Task instructions:
Reproduce the data below verbatim, starting at the line that contains "For every instance of the tinted" and ending after the line that contains "(1270, 777)".

──────── Material for the task ────────

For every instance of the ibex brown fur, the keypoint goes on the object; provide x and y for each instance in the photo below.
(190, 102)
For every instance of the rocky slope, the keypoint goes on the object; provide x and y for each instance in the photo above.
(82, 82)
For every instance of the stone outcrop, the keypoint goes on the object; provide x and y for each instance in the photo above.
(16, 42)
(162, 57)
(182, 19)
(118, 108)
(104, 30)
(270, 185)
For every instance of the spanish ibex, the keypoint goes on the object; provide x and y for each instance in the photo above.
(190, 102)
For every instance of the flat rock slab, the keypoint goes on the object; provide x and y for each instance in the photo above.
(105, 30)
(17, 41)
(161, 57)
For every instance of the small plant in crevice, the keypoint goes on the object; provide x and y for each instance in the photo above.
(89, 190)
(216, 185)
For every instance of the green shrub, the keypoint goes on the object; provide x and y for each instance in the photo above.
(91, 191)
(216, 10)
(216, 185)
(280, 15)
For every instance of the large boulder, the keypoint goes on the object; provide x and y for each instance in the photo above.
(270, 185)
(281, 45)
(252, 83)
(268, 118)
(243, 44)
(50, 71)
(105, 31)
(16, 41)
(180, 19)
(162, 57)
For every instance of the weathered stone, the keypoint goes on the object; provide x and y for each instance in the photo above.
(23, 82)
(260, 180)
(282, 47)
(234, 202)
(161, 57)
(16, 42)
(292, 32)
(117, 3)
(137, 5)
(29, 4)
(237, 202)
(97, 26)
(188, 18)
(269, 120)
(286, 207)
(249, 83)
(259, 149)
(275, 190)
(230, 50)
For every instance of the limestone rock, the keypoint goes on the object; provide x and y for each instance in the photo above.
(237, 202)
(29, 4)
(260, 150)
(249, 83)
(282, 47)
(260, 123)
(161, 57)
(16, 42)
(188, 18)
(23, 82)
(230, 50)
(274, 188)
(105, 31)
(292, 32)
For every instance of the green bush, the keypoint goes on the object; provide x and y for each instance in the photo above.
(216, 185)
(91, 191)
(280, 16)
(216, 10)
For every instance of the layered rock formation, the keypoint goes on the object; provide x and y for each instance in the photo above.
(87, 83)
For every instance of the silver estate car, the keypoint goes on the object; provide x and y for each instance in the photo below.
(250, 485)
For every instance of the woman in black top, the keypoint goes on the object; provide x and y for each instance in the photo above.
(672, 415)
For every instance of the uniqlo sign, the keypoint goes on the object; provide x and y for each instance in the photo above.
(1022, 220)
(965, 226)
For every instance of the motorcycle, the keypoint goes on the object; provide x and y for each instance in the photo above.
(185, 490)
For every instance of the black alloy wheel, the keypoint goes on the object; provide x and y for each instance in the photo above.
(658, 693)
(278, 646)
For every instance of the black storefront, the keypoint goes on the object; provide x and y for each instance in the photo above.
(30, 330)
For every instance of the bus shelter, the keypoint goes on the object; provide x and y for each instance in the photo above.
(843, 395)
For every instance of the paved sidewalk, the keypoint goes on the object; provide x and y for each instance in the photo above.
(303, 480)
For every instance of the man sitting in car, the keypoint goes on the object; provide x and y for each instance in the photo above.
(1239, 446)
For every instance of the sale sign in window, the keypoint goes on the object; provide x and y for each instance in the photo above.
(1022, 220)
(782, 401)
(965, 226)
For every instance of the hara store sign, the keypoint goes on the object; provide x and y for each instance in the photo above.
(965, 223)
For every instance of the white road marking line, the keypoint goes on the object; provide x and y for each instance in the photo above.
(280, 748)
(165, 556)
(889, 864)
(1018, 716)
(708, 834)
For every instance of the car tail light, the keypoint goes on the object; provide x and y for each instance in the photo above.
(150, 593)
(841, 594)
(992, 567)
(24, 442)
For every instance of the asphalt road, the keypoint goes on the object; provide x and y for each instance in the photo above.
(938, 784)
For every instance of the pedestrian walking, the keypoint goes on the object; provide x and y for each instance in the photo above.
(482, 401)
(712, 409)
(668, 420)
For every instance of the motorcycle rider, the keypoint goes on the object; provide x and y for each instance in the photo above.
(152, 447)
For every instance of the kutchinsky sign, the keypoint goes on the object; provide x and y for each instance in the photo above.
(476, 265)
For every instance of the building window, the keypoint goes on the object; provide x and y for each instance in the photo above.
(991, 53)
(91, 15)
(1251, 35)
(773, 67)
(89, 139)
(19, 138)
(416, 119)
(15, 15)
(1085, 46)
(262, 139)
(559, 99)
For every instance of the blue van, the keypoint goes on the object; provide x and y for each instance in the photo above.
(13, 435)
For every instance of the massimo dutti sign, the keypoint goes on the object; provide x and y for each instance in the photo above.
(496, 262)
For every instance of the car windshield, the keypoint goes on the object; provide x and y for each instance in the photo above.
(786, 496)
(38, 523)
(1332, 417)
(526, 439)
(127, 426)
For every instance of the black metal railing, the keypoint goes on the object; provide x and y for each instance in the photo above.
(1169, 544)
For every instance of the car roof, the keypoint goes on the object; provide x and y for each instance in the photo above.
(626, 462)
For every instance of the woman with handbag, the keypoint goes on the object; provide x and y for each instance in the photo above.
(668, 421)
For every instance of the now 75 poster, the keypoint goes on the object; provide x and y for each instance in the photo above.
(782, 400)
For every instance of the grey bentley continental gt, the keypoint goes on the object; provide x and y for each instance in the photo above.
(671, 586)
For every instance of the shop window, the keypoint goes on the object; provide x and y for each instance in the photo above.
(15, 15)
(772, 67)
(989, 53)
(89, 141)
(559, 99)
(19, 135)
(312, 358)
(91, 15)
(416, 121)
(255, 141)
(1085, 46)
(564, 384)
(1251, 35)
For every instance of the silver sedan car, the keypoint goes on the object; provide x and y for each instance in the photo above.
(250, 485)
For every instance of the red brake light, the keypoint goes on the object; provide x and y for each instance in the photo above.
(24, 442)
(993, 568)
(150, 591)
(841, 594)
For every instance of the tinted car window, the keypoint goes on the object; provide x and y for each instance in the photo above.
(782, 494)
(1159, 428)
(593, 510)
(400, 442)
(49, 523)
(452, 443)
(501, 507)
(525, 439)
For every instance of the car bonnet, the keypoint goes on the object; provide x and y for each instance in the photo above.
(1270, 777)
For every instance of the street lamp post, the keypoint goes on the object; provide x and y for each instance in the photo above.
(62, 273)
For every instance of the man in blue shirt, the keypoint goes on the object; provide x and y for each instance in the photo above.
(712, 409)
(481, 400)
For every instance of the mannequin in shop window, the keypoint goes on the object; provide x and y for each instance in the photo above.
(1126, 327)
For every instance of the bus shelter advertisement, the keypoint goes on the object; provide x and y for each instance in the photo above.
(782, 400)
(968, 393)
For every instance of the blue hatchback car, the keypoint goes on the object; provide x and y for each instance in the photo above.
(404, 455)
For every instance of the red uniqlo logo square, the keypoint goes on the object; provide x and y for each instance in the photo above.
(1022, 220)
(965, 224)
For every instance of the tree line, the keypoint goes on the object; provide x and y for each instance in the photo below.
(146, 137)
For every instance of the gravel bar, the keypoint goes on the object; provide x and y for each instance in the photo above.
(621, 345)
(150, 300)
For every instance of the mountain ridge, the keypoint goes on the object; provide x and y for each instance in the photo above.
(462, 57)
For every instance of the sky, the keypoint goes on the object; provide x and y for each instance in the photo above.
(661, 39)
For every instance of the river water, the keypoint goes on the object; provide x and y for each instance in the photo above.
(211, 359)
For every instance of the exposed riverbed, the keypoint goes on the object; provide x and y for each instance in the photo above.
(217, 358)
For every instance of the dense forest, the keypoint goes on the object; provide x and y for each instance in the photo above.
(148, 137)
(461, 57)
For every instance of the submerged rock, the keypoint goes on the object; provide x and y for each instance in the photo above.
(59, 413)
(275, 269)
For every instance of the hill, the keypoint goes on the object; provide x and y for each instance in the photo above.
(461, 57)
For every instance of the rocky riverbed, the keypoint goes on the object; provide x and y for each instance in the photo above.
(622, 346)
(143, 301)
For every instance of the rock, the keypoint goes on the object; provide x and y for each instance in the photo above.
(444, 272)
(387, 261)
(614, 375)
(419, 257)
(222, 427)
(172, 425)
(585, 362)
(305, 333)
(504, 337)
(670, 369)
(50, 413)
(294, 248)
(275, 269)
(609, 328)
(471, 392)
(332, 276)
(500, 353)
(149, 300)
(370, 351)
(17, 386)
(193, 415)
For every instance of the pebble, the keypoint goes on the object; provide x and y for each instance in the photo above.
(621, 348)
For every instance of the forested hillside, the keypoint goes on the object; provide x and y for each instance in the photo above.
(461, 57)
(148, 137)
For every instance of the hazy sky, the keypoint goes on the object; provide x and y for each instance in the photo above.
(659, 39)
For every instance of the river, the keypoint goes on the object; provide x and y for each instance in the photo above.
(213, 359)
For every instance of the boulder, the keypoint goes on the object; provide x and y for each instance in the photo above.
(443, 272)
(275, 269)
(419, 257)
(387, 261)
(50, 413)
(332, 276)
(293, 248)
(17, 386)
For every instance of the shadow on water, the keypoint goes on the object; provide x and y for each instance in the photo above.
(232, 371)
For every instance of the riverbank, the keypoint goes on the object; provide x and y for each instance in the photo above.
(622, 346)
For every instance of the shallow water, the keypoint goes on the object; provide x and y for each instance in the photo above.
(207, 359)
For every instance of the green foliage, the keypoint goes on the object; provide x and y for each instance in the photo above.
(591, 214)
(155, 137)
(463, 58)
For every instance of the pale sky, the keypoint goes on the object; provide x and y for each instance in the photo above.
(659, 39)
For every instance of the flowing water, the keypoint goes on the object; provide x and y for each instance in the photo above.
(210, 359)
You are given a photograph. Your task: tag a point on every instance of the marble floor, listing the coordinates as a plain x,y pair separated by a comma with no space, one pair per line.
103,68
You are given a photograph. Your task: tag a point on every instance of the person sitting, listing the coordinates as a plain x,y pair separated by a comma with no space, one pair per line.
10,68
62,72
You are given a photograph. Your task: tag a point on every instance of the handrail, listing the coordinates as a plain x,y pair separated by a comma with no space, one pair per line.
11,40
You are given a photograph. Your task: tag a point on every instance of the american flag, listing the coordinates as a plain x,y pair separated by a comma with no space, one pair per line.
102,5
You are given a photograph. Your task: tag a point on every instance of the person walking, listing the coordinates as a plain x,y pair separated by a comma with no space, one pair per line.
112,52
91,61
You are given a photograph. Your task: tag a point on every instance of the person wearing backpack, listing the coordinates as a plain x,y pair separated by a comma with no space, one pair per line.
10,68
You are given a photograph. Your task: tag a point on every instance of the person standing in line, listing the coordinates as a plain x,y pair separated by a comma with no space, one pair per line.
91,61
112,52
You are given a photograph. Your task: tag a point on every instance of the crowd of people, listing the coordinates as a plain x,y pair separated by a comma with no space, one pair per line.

────────

Solution below:
For every instance of the tinted car window, the keypoint goes on the object; provide x and y for each instance in the photo above.
(782, 494)
(1159, 428)
(593, 510)
(400, 442)
(49, 523)
(452, 443)
(501, 507)
(525, 439)
For every instance of the car bonnet, the keypoint goes on the object; provide x and y for each instance in the photo above.
(1270, 777)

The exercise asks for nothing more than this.